## WORK INSTRUCTIONS
These entries are to be retyped in full, word for word.

## TASK MATERIAL
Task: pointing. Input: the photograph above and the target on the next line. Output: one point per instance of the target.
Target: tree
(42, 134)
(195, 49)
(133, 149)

## EXERCISE ANSWER
Task: pointing. Input: the photograph above and the target on the next line. Output: one point per instance of the target.
Target: tree
(42, 134)
(195, 49)
(133, 149)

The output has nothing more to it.